Set tasks
1. Using the forum thread about camera shops and film, decide whether each statement agrees with it: (a) The local shop minicoop1985 describes runs film in batches once it has enough. (b) rexbobcat says the one camera store where they live charges less for lenses and cameras than online options. (c) gsgary reports that a dealer they use saw film sales double compared with last year. For each, answer yes or no and quote the words that settle it.
2. Print, word for word, the stretch of the forum thread about camera shops and film from "## rexbobcat (Jan" through "to online options.".

Excerpt to read

I thought Freestyle was in LA?    On Sunset Blvd someplace.

Edit:   Had to check my memory.   Here you go:  Freestyle!

I know LA is huge, but it still may be worth a trip for you.   I've only dealt with them online but I'm a big fan - never had a problem.


----------



## minicoop1985 (Jan 11, 2014)

My local camera shop is great for buying film and film cameras-reasonable prices, good service, and a huge selection of used film cameras including a ton of Leicas, Olympii, medium format like Mamiya... hell I even bought my Hasselblad 1600f from them. Developing... yeah. They do a GREAT job, but... They run film in batches based upon when they have enough to run. That being said, after running it, they take their sweet a55 time printing things and scanning them. Took me a lot longer to get film back than they mentioned it would be. There is a lab here in town, but I haven't tried them yet. They're next, I think.


----------



## Soulz3urn3lack (Jan 17, 2014)

I have to drive a little over an hour for a decent camera shop and I'm not even sure they do much film.  It's sad =(...  Well unless I want walmart or Walgreens to screw my prints up again.


----------



## Braineack (Jan 17, 2014)

rant: why is so hard for me to make money selling stuff no one uses or produces?


----------



## gsgary (Jan 17, 2014)

Braineack said:


> rant: why is so hard for me to make money selling stuff no one uses or produces?



Your way behind the times film is making quite a come back

Sent from my GT-I9100P using Tapatalk 2


----------



## Soulz3urn3lack (Jan 17, 2014)

Braineack said:


> rant: why is so hard for me to make money selling stuff no one uses or produces?





gsgary said:


> Braineack said:
> 
> 
> > rant: why is so hard for me to make money selling stuff no one uses or produces?
> ...



Agreed with Gary, there's a decent little market for film nowadays.  Maybe not enough to harbor multiple film shops in the same city but enough to keep stores open.


----------



## gsgary (Jan 17, 2014)

Soulz3urn3lack said:


> Braineack said:
> 
> 
> > rant: why is so hard for me to make money selling stuff no one uses or produces?
> ...



A Leica,Nikon and Sony dealer i use said their film sales have doubled on last year

Sent from my GT-I9100P using Tapatalk 2


----------



## Soulz3urn3lack (Jan 17, 2014)

gsgary said:


> Soulz3urn3lack said:
> 
> 
> > Braineack said:
> ...



That's good to know, I think the digital excitement has started to wane.  Places like impossible project, and lomo have really helped keep it alive and interest focused.  Also some people hate hipsters but I think they play a good role in keeping film alive also.


----------



## Braineack (Jan 17, 2014)

gsgary said:


> Soulz3urn3lack said:
> 
> 
> > Braineack said:
> ...




yeah yeah, just playing devil's...


----------



## rexbobcat (Jan 17, 2014)

There is exactly one camera store where I live, and because of that they do everything. They make digital prints, sell and develop film, and also sell equipment. But they've also been here FOREVER without much competition in terms of specialized needs. Sure, people can order online, but a lot of the time they don't know what they need so they go the camera store for advice.

The only thing is the price of convenience. Their lenses/cameras are ridiculously expensive when compared to online options.


----------



## Soulz3urn3lack (Jan 17, 2014)

rexbobcat said:


> There is exactly one camera store where I live, and because of that they do everything. They make digital prints, sell and develop film, and also sell equipment. But they've also been here FOREVER without much competition in terms of specialized needs. Sure, people can order online, but a lot of the time they don't know what they need so they go the camera store for advice.

Data rows
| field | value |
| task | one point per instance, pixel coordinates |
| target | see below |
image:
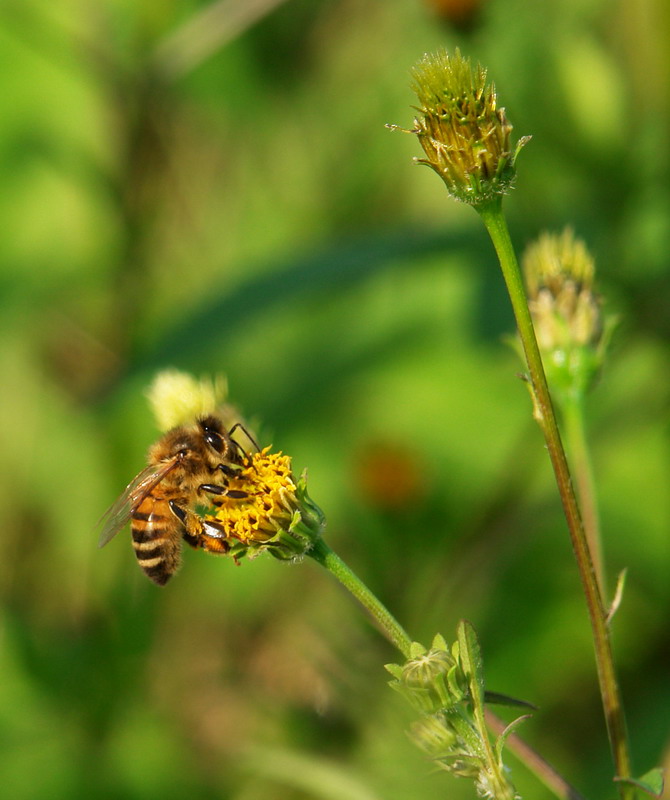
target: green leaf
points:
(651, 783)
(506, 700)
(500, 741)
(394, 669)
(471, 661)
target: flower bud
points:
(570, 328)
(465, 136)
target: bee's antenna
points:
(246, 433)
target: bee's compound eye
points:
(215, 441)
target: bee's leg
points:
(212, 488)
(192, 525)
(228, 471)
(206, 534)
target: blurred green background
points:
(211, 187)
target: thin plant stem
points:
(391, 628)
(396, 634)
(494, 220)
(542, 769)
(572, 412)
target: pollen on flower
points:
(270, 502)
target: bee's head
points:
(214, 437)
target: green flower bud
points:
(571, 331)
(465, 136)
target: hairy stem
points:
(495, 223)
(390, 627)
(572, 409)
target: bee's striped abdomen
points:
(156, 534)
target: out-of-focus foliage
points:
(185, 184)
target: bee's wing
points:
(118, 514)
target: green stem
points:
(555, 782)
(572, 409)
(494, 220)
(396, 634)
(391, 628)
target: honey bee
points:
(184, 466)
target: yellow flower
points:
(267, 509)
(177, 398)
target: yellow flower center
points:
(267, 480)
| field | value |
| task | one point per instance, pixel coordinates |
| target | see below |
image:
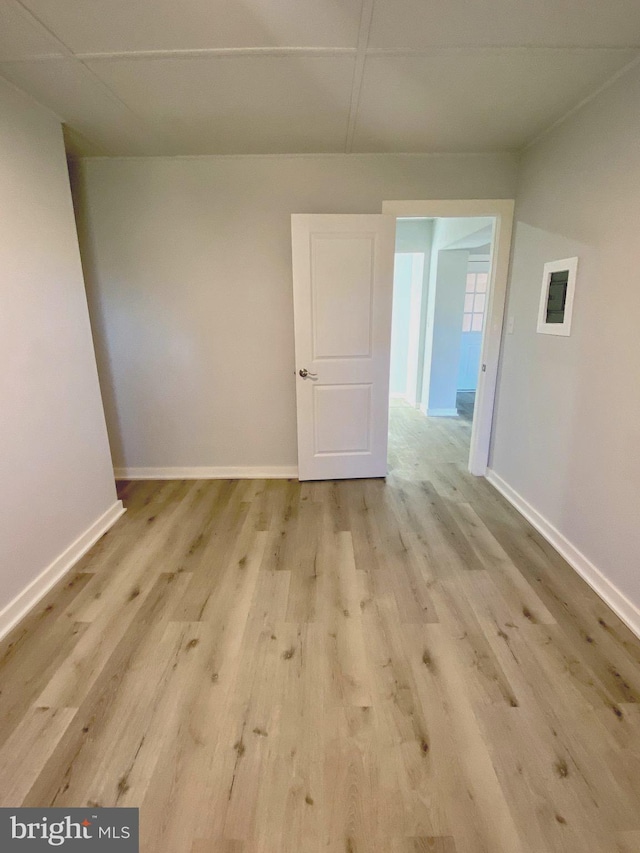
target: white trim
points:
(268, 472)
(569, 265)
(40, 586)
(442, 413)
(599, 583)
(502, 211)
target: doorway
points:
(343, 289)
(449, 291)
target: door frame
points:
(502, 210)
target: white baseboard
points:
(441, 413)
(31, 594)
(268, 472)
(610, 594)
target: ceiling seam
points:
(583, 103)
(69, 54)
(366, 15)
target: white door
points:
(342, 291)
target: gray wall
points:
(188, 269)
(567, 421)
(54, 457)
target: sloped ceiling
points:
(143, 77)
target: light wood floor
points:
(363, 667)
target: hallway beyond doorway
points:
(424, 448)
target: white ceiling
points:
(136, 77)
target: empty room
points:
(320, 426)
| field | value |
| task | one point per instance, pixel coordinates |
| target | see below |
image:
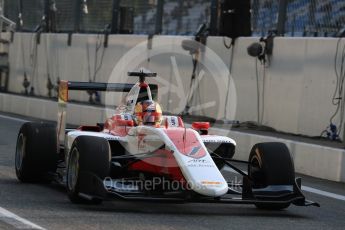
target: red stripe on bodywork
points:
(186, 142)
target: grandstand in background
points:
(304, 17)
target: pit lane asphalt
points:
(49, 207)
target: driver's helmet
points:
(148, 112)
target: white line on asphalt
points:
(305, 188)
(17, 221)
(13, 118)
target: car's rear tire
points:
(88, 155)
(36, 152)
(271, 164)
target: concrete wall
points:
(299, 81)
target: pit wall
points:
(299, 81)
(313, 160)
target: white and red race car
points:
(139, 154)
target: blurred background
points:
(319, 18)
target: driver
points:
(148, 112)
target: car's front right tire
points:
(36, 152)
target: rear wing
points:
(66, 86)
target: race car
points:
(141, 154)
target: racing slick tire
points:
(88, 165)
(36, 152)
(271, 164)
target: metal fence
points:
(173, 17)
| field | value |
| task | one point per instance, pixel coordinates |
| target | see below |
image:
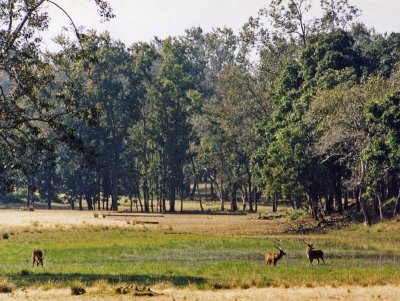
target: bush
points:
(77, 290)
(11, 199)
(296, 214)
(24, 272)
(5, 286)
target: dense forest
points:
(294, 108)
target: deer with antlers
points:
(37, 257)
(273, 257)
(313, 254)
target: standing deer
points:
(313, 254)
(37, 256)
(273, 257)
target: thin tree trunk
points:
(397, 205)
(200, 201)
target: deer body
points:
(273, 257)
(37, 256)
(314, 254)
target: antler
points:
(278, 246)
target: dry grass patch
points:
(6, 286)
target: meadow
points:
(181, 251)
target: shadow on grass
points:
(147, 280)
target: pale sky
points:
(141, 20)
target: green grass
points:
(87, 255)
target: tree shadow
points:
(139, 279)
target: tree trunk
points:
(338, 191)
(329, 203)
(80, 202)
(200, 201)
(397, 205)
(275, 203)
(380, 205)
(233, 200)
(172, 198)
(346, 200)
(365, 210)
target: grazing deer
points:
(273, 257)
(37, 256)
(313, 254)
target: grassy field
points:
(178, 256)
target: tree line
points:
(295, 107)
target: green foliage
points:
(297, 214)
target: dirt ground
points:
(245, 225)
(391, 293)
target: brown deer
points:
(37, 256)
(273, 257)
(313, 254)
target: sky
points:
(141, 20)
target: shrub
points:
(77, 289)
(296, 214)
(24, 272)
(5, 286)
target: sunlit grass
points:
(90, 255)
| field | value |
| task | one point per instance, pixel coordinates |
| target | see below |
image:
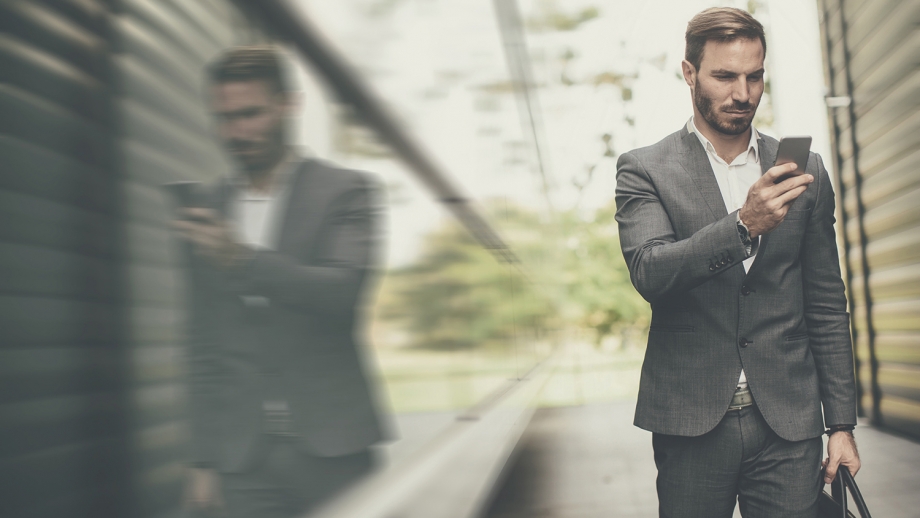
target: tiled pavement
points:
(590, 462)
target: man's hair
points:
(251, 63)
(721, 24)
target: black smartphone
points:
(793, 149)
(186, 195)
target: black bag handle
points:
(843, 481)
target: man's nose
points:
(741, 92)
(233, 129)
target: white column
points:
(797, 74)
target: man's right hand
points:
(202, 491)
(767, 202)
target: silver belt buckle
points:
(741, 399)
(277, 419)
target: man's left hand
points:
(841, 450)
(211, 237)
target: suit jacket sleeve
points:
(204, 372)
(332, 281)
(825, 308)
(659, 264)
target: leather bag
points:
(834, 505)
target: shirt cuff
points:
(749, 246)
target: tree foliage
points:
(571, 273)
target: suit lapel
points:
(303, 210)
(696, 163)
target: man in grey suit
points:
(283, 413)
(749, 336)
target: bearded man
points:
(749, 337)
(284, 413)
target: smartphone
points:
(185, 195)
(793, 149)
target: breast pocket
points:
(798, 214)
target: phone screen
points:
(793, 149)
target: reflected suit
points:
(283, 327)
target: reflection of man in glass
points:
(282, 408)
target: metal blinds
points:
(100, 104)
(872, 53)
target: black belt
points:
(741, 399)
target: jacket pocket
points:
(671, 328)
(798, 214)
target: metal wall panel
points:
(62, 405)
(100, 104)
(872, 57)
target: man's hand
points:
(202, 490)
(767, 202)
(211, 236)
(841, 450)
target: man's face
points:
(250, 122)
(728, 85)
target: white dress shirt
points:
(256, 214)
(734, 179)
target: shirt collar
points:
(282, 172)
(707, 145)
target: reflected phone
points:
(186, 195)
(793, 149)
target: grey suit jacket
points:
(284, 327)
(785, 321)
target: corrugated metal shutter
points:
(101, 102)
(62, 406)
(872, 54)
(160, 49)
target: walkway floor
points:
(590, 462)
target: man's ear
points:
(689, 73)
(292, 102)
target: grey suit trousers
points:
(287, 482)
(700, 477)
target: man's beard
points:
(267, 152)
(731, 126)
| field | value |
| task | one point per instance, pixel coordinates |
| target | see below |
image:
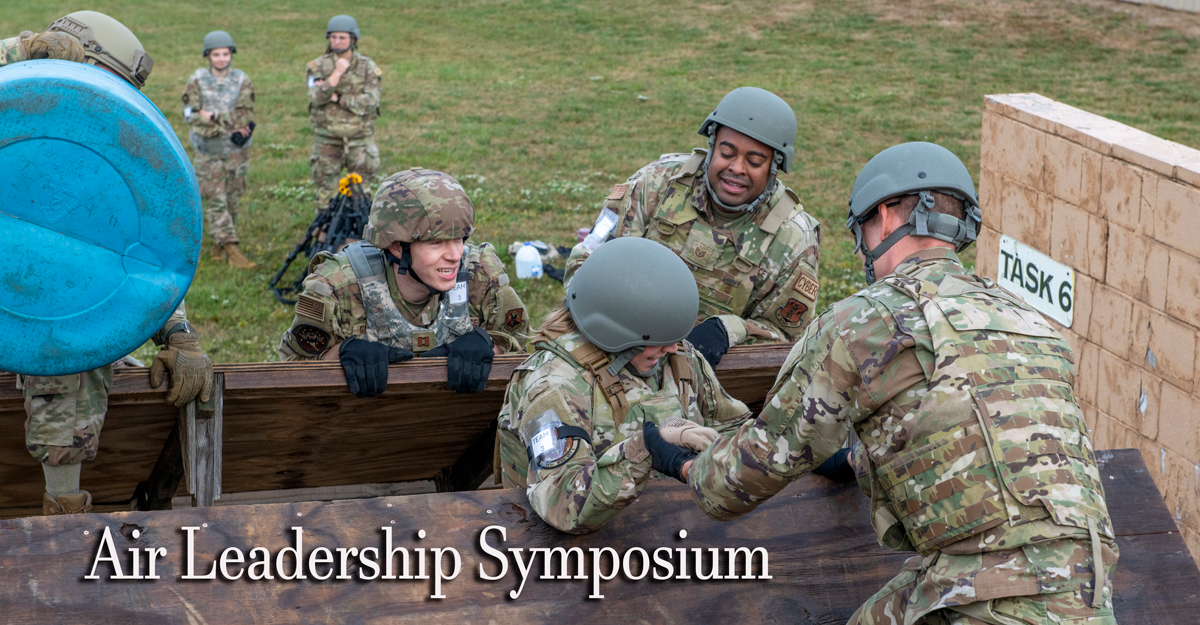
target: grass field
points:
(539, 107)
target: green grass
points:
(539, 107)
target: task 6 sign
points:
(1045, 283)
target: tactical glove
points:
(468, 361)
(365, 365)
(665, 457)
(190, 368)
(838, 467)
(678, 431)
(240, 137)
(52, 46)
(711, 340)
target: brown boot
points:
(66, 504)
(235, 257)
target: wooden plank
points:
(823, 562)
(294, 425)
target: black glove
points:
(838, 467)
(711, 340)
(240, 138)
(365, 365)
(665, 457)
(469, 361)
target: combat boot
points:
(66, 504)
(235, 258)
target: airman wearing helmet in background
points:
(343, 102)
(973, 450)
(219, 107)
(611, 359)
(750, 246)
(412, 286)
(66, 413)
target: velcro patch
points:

Task responses
1.
(a) Yes: "They run film in batches based upon when they have enough to run."
(b) No: "Their lenses/cameras are ridiculously expensive when compared to online options."
(c) Yes: "their film sales have doubled on last year"

2.
## rexbobcat (Jan 17, 2014)

There is exactly one camera store where I live, and because of that they do everything. They make digital prints, sell and develop film, and also sell equipment. But they've also been here FOREVER without much competition in terms of specialized needs. Sure, people can order online, but a lot of the time they don't know what they need so they go the camera store for advice.

The only thing is the price of convenience. Their lenses/cameras are ridiculously expensive when compared to online options.